● **Required action**
All lines from the one with "428L984 432H1002L1007 427V421L998" to the end of the entries below must be written out exactly. Leave out any other line.

● **Data under study**
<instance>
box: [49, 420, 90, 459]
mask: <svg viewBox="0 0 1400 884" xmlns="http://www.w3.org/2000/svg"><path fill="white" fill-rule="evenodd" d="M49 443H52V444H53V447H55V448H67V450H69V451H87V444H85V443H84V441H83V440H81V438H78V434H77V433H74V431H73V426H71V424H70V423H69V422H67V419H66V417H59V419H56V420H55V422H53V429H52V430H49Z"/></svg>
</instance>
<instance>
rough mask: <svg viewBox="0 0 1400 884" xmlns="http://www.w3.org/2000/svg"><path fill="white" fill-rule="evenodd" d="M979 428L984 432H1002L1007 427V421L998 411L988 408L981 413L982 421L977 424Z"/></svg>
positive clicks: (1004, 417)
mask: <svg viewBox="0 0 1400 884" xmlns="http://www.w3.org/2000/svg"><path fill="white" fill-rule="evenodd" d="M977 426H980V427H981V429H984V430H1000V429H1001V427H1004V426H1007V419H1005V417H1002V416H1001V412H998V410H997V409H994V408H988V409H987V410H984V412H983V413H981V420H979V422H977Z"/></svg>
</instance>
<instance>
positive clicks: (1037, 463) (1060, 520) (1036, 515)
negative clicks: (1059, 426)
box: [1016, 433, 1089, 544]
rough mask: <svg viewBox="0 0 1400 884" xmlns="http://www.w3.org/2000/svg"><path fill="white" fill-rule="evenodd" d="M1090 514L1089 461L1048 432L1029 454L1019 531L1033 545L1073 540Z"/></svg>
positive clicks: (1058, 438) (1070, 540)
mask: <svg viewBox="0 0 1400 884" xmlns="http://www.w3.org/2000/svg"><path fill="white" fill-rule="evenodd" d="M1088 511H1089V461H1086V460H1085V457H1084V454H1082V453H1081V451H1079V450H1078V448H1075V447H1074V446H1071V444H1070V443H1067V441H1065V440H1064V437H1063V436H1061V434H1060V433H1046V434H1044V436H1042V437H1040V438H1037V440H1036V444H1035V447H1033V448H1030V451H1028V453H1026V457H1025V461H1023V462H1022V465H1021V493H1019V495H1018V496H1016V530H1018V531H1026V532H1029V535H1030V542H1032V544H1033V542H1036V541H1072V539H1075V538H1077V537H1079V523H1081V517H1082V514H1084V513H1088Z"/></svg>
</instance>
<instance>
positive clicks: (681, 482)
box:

● **Response area**
rough mask: <svg viewBox="0 0 1400 884" xmlns="http://www.w3.org/2000/svg"><path fill="white" fill-rule="evenodd" d="M979 428L984 432H1002L1007 427V421L998 411L988 408L981 413L982 421L977 424Z"/></svg>
positive clicks: (1004, 417)
mask: <svg viewBox="0 0 1400 884" xmlns="http://www.w3.org/2000/svg"><path fill="white" fill-rule="evenodd" d="M977 426H980V427H981V429H984V430H1000V429H1001V427H1004V426H1007V419H1005V417H1002V416H1001V412H998V410H997V409H994V408H988V409H987V410H984V412H983V413H981V420H979V422H977Z"/></svg>
</instance>
<instance>
positive clicks: (1037, 463) (1060, 520) (1036, 515)
negative clicks: (1059, 426)
box: [1016, 433, 1089, 544]
rough mask: <svg viewBox="0 0 1400 884" xmlns="http://www.w3.org/2000/svg"><path fill="white" fill-rule="evenodd" d="M1090 514L1089 461L1048 432L1029 454L1019 531L1033 545L1073 540Z"/></svg>
positive clicks: (1058, 438) (1070, 540)
mask: <svg viewBox="0 0 1400 884" xmlns="http://www.w3.org/2000/svg"><path fill="white" fill-rule="evenodd" d="M1088 511H1089V461H1086V460H1085V457H1084V454H1082V453H1081V451H1079V450H1078V448H1075V447H1074V446H1071V444H1070V443H1067V441H1065V440H1064V437H1063V436H1061V434H1060V433H1046V434H1044V436H1042V437H1040V438H1037V440H1036V444H1035V447H1033V448H1030V451H1028V453H1026V457H1025V461H1023V462H1022V465H1021V493H1019V495H1018V496H1016V530H1018V531H1026V532H1029V535H1030V542H1032V544H1033V542H1036V541H1072V539H1075V538H1077V537H1079V523H1081V517H1082V514H1084V513H1088Z"/></svg>
</instance>
<instance>
positive clicks: (681, 482)
box:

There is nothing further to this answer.